━━━━━ Entries provided

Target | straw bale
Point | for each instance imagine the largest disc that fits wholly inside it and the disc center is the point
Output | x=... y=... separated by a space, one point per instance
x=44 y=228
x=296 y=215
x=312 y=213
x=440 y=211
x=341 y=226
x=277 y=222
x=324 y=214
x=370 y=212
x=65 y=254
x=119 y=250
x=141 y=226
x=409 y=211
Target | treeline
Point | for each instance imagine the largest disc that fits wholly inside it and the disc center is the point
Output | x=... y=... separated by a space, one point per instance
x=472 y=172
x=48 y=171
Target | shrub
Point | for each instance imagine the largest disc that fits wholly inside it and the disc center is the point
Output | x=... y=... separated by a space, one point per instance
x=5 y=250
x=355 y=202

━━━━━━━━━━
━━━━━ Entries provided

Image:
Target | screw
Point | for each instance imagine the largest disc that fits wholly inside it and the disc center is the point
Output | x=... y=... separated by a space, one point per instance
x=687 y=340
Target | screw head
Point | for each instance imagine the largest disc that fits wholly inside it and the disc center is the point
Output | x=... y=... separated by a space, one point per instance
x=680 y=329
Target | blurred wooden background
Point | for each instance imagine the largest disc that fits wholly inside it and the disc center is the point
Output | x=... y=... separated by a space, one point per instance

━━━━━━━━━━
━━━━━ Entries provided

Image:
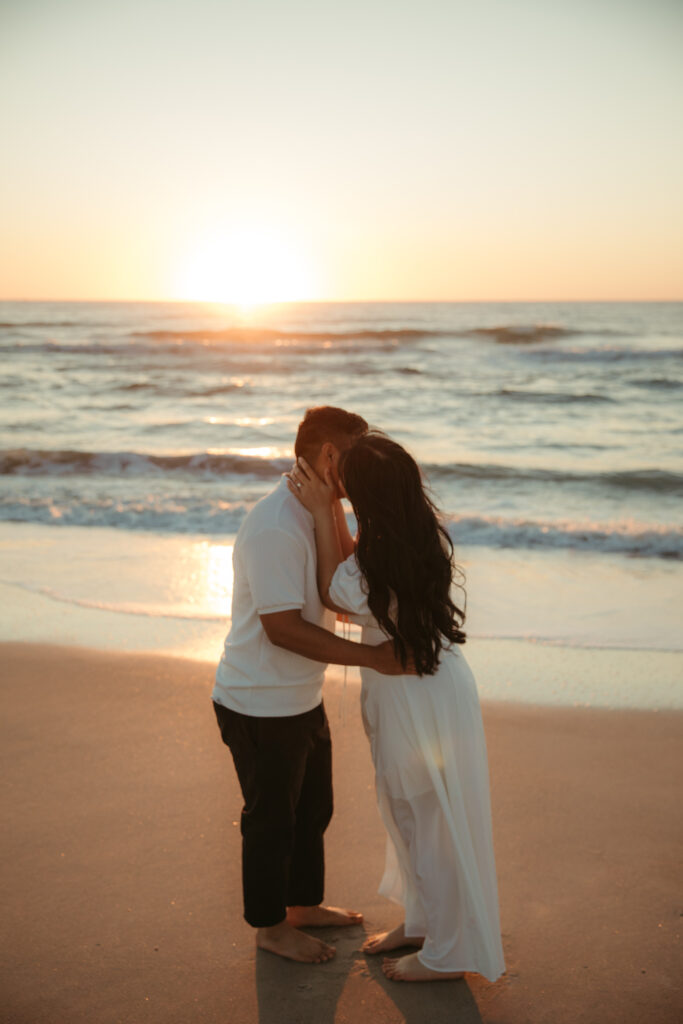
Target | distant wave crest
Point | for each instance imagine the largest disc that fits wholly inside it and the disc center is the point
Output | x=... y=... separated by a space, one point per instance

━━━━━━━━━━

**Requirement**
Can you repeat the records from the line with "Target | shrub" down to the line with "x=355 y=202", replacing "disc" with "circle" and changing nothing else?

**Solution for this task**
Target | shrub
Point | for each instance imagine the largest circle that fits wholly inside it and the circle center is the point
Output | x=... y=... separated by a space, one point per instance
x=5 y=250
x=355 y=202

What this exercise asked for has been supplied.